(Referring expression data)
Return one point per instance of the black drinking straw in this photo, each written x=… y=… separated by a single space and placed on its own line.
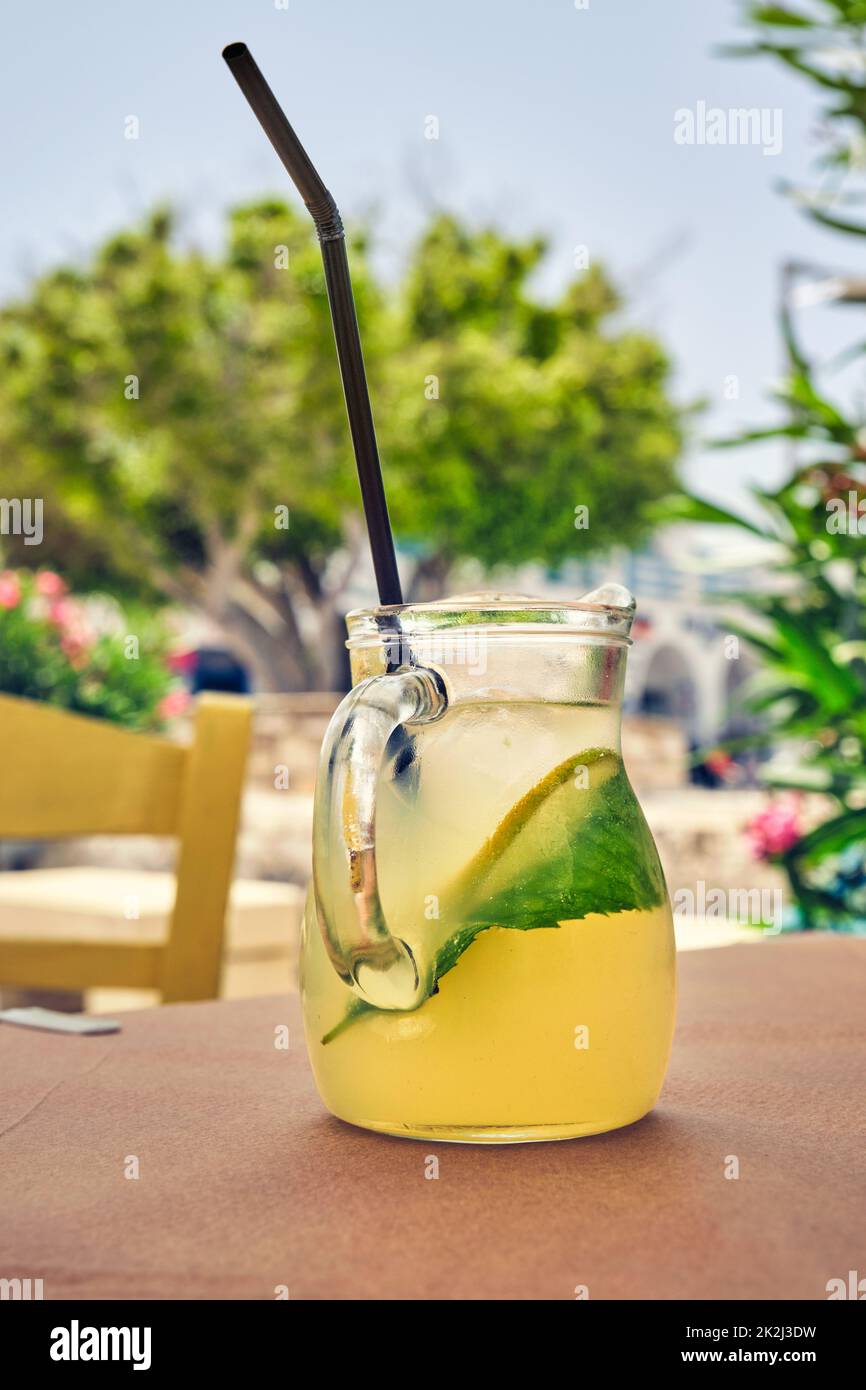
x=328 y=224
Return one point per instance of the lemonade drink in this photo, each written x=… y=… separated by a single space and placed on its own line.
x=513 y=852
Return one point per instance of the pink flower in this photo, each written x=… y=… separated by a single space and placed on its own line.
x=63 y=612
x=10 y=590
x=776 y=829
x=181 y=662
x=174 y=704
x=50 y=585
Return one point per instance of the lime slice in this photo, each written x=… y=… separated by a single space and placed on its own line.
x=576 y=844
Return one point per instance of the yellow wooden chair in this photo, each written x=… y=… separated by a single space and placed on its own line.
x=66 y=774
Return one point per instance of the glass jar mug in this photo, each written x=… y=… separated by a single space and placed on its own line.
x=487 y=951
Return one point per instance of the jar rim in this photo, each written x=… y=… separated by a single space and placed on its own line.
x=603 y=613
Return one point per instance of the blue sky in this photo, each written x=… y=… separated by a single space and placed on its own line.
x=552 y=118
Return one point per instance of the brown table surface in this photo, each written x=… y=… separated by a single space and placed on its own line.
x=246 y=1183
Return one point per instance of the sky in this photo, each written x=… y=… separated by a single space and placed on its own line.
x=553 y=117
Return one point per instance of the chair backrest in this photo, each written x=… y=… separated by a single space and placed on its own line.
x=66 y=774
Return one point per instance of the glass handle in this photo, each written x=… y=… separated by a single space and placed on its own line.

__WHAT YOU NEED TO DO__. Exact repetition of each line above is expected; images are to be omitted.

__ANSWER BELOW__.
Return one point per instance of the black drinking straw in this photo, each written x=… y=… separated by a single space and placed on its own line.
x=328 y=224
Return one point per instance of the lemonade drink in this photo, each written x=… y=… separated by a single space and placed on its own line.
x=513 y=852
Return one point per instance of the pink flower in this photo, each written x=… y=… separated by a single space and placed on its own line.
x=63 y=612
x=10 y=590
x=776 y=829
x=181 y=662
x=174 y=704
x=50 y=585
Return one point per instance of the lime slice in this photo, each written x=… y=… separated by a single space and placed on its own line.
x=576 y=844
Return one point per instance of the yellow wooden chair in this photo, each written x=… y=… separated by a single space and placed on its own line.
x=66 y=774
Return one point per instance of the glass jar mug in this photo, each written x=… y=… separated by a single space and placed on its own line.
x=487 y=951
Return one point per instance of the jar rim in this photo, each written x=… y=… separated by a single space and placed on its own line.
x=603 y=613
Return one point per instance of the blue sky in this photo, each written x=… y=… separated by a single space and placed on its own line.
x=552 y=118
Return one point per instance of the brown table surface in this photo, each written x=… y=… separated by a single space and placed on its own line.
x=246 y=1183
Return one point per instance of the sky in this photo, each written x=… y=… separated by a single space and placed on its own line.
x=553 y=117
Return one point per instance of the chair backrest in this photo, each written x=… y=… separated by a single space and placed on its own line.
x=66 y=774
Return one point per instance of the glass handle in this photo, each written x=… y=… separated by a single space and placed on its own line.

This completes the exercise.